EXTRAIT SOURCE:
##############################

Le président: Monsieur Showler, il faudra que nous préparions une réponse. Nous arriverons peut-être à la faire publier dans un des journaux.
M. Peter Showler: Si vous ne le faites pas, c'est nous qui le ferons.
Le président: Vous avez entièrement raison. J'ai trouvé cet article très irresponsable et très choquant. C'est toutefois un des aspects positifs de la démocratie: on peut avoir des divergences d'opinions, comme dans le cas de Inky, qui a déclaré que ses amendements auraient permis d'améliorer considérablement le projet de loi...
M. Inky Mark: Cela ne fait pas le moindre doute, monsieur le président.
Le président: Malheureusement, dans un régime démocratique, c'est parfois l'avis de la majorité qui l'emporte.
Lynne.
Mme Lynne Yelich (Blackstrap, Alliance canadienne): Je me demande quels sont les arriérés. Quel est le nombre de dossiers en souffrance? J'ai cru comprendre qu'il y a un grand nombre de demandes en souffrance à examiner. Combien?
M. Peter Showler: En ce qui concerne la seule Section du statut de réfugié, le nombre de revendications sur lesquelles aucune décision n'a encore été prise s'élève à environ 35 000.
Comme je l'ai déjà dit—et j'ai été très franc à ce sujet—, nous avons accru considérablement l'efficacité de nos processus au cours des deux dernières années et le nombre de demandes traitées a augmenté d'environ 8 p. 100 au cours de la dernière année. Les arriérés sont dus notamment à un manque de ressources. Lorsque le nombre de revendications de statut de réfugié augmente, il faudrait que les ressources augmentent proportionnellement. Le nombre de dossiers sur lesquels nous devons rendre une décision s'élève actuellement à environ 35 000. L'année dernière, nous avons rendu une décision sur un peu moins de 30 000 dossiers; cela représente donc la capacité actuelle de la Commission.
Le président: Compte tenu du fait que nous voudrions que vous rendiez vos décisions dans des délais plus brefs, par souci d'équité—non seulement à l'égard des demandeurs mais aussi pour permettre au système de régler ces questions en moins d'un an... Je crois que nous avons déjà discuté de la question des ressources. Nous espérons que la CISR recevra les fonds nécessaires.
Avez-vous une deuxième question?
Mme Lynne Yelich: Je me demandais si nous avons recommandé à la ministre d'investir davantage de fonds à l'étranger. Des ressources supplémentaires et des employés plus instruits sont nécessaires. Je pense qu'il faudrait recruter des employés plus instruits et disposer de meilleures ressources à l'étranger, comme c'est le cas au Canada. Il me semble que dans ma circonscription et dans bien d'autres, on considère qu'il y a de gros problèmes au niveau du recrutement sur place fait par nos ambassades à l'étranger. Je me demande s'il ne faudrait pas recommander à la ministre de consacrer une partie de votre budget à l'affectation de quelques employés à l'étranger, de sorte qu'il y ait des commissaires sur place, au lieu de prendre beaucoup d'expansion et de faire venir des gens de Montréal à Halifax par avion. Je me demande si ce ne serait pas une bonne idée.

##############################

TRAVAIL DEMANDÉ:
a - Selon l'extrait du débat, combien de revendications attendent une décision à la Section du statut de réfugié ?
b - Reprenez l'extrait du débat là où il s'arrête et poursuivez-le.
Les données n'ont aucun lien avec l'extrait du débat.

DONNÉES SOURCES:
##############################

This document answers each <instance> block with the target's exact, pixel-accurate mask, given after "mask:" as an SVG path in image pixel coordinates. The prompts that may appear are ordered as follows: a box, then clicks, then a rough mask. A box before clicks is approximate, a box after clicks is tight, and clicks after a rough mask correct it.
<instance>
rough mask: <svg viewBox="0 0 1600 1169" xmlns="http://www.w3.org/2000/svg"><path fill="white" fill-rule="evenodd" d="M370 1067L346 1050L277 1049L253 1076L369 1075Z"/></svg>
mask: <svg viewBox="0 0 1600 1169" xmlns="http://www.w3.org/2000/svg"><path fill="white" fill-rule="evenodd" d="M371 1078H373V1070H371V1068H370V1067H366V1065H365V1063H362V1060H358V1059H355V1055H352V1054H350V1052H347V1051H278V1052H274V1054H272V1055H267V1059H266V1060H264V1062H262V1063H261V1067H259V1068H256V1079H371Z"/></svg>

##############################

RÉPONSES:
a - Environ 35 000.

b -
M. Peter Showler: Comme je l'ai expliqué au début de mon exposé, c'est une erreur de perception. La Commission est uniquement chargée des revendications qui sont faites au Canada; nous n'avons aucune responsabilité en ce qui concerne la détermination du statut de réfugié à l'étranger. Je signale toutefois que, d'après les statistiques du Haut-Commissariat des Nations Unies pour les réfugiés, environ 13 millions de réfugiés ont fait une demande d'asile à l'étranger. C'est une tâche colossale.
Le président: Ce problème peut concerner la ministre dans le contexte de nos programmes à l'étranger.
Mme Lynne Yelich: Oui, c'est ce que je pense.
Pensez-vous que le principe du refuge sûr soit mis suffisamment en application dans le cadre des décisions? Il est un fait connu que de nombreuses personnes qui viennent au Canada pour y trouver un refuge sûr sont censées aller dans le premier pays sûr pour la détermination du statut de réfugié. Je me demande donc si ce principe est mis en application avec suffisamment de rigueur.
M. Peter Showler: Sous le régime actuel, s'il s'agit d'un pays avec lequel le Canada a passé un accord, on a le pouvoir de renvoyer les revendicateurs dans ce pays. Jusqu'à présent, aucun pays ne se trouve sur cette liste des pays tiers sûrs. Sauf si des accords bilatéraux ont été conclus mais il est très difficile de prendre de tels accords. Cette question relève essentiellement, elle aussi, du ministère de l'Immigration.
Le président: Je poserai encore une question à ce sujet, puis nous passerons aux deux dernières questions.
C'est un autre mythe. En fait, 21 000 personnes revendiquant le statut de réfugié sont venues au Canada par les États-Unis. Les États-Unis ont l'habitude de dire que nous sommes la cause du problème mais c'est en réalité le contraire, étant donné que 21 000 demandeurs du statut de réfugié sont venus au Canada par les États- Unis.
Ce ne sont pas des réfugiés américains; ils sont nécessairement venus d'un autre pays et souhaitent s'établir au Canada. La plupart de ces demandes ont été rejetées.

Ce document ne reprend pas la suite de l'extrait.